__PROBLEM TO WORK ON__.
Copy every line of the listing below word for word, leaving out the pictures.

__MATERIAL FOR THE TASK__.
────────────────
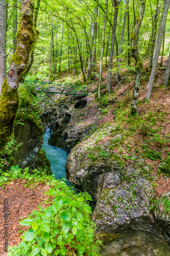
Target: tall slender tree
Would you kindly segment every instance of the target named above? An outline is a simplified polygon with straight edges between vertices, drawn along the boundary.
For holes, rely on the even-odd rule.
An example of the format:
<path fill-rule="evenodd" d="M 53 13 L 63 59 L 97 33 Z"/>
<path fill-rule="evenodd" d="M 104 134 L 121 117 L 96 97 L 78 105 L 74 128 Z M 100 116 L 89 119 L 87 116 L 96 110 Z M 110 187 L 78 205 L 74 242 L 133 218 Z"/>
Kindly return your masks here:
<path fill-rule="evenodd" d="M 118 12 L 118 7 L 119 4 L 121 2 L 121 0 L 112 0 L 112 3 L 114 7 L 114 19 L 113 24 L 112 27 L 112 39 L 111 41 L 111 47 L 110 47 L 110 59 L 109 59 L 109 72 L 108 76 L 107 79 L 107 91 L 108 92 L 110 91 L 111 89 L 111 69 L 112 68 L 112 62 L 113 62 L 113 52 L 114 52 L 114 41 L 115 40 L 116 35 L 116 30 L 117 26 L 117 19 Z"/>
<path fill-rule="evenodd" d="M 101 84 L 102 84 L 102 62 L 103 62 L 103 52 L 105 47 L 105 28 L 106 28 L 106 17 L 107 17 L 107 9 L 108 9 L 108 0 L 106 0 L 106 4 L 105 4 L 105 16 L 103 22 L 103 32 L 102 32 L 102 49 L 101 49 L 101 60 L 100 63 L 100 71 L 99 71 L 99 87 L 98 87 L 98 98 L 101 99 Z"/>
<path fill-rule="evenodd" d="M 0 95 L 6 74 L 7 12 L 6 0 L 0 0 Z"/>
<path fill-rule="evenodd" d="M 156 67 L 158 64 L 158 61 L 160 53 L 160 48 L 161 46 L 162 37 L 165 28 L 166 18 L 168 11 L 169 4 L 170 4 L 170 0 L 164 0 L 163 11 L 161 16 L 158 39 L 156 42 L 155 54 L 153 58 L 152 70 L 151 72 L 150 79 L 149 80 L 147 93 L 145 96 L 145 100 L 149 99 L 151 95 L 151 92 L 152 90 L 153 85 L 154 83 L 154 80 L 156 71 Z"/>
<path fill-rule="evenodd" d="M 132 56 L 134 57 L 136 62 L 135 82 L 133 92 L 132 100 L 131 102 L 131 115 L 134 115 L 136 112 L 137 104 L 140 87 L 140 76 L 143 68 L 143 62 L 139 55 L 138 43 L 139 32 L 144 17 L 145 3 L 145 0 L 140 0 L 140 13 L 138 18 L 136 20 L 136 24 L 131 39 Z"/>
────────────────
__RESPONSE TO THE TASK__.
Target: tall slender tree
Would you kindly segment every instance of the target named above? An outline is a simplified polygon with straight edges between vertices, drawn along the boundary.
For holes, rely on the even-odd rule.
An example of the format:
<path fill-rule="evenodd" d="M 53 13 L 63 59 L 97 33 Z"/>
<path fill-rule="evenodd" d="M 104 134 L 121 117 L 96 97 L 78 105 L 74 128 Z M 100 116 L 89 119 L 87 116 L 96 110 Z M 110 187 L 78 205 L 74 242 L 133 218 Z"/>
Kindly return your masks here:
<path fill-rule="evenodd" d="M 118 12 L 118 7 L 119 4 L 121 2 L 121 0 L 112 0 L 112 3 L 114 7 L 114 19 L 113 24 L 112 27 L 112 39 L 111 41 L 111 47 L 110 47 L 110 59 L 109 59 L 109 72 L 108 76 L 107 79 L 107 91 L 108 92 L 110 91 L 111 89 L 111 69 L 112 68 L 112 62 L 113 62 L 113 52 L 114 52 L 114 41 L 115 40 L 116 35 L 116 30 L 117 26 L 117 19 Z"/>
<path fill-rule="evenodd" d="M 101 84 L 102 84 L 102 62 L 103 62 L 103 52 L 105 47 L 105 28 L 106 28 L 106 17 L 107 17 L 107 9 L 108 9 L 108 0 L 106 0 L 106 4 L 105 4 L 105 16 L 103 22 L 103 32 L 102 32 L 102 49 L 101 49 L 101 60 L 100 63 L 100 71 L 99 71 L 99 87 L 98 87 L 98 98 L 101 99 Z"/>
<path fill-rule="evenodd" d="M 0 95 L 6 74 L 7 12 L 6 0 L 0 0 Z"/>
<path fill-rule="evenodd" d="M 156 67 L 158 64 L 158 61 L 160 53 L 160 48 L 161 46 L 162 37 L 165 28 L 166 18 L 168 11 L 169 4 L 170 4 L 170 0 L 164 0 L 163 11 L 161 16 L 158 39 L 156 42 L 155 54 L 153 58 L 152 70 L 151 72 L 150 79 L 149 80 L 147 93 L 145 96 L 145 100 L 149 99 L 151 95 L 151 92 L 152 90 L 153 85 L 154 83 L 154 80 L 156 71 Z"/>
<path fill-rule="evenodd" d="M 132 56 L 134 57 L 136 62 L 135 82 L 133 92 L 132 100 L 131 102 L 131 115 L 134 115 L 136 112 L 137 104 L 140 87 L 140 76 L 143 68 L 143 62 L 139 55 L 138 43 L 139 32 L 144 17 L 145 3 L 145 0 L 140 0 L 140 13 L 138 18 L 136 20 L 136 24 L 131 39 Z"/>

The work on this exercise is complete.